*Pointing records*

>> start

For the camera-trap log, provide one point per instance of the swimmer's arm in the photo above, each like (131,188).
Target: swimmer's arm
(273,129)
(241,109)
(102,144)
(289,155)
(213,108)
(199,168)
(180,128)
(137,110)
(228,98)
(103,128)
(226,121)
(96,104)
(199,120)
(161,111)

>> end

*Instructions for the task*
Copy every line of the records above word for word, with no changes.

*Worked answer*
For the camera-trap log, provide one point per instance of the swimmer's arm in the photo above, each like (131,188).
Target: swimmer's arm
(273,129)
(241,109)
(102,144)
(289,155)
(213,108)
(199,168)
(180,128)
(137,110)
(228,98)
(103,128)
(226,121)
(96,104)
(199,120)
(161,111)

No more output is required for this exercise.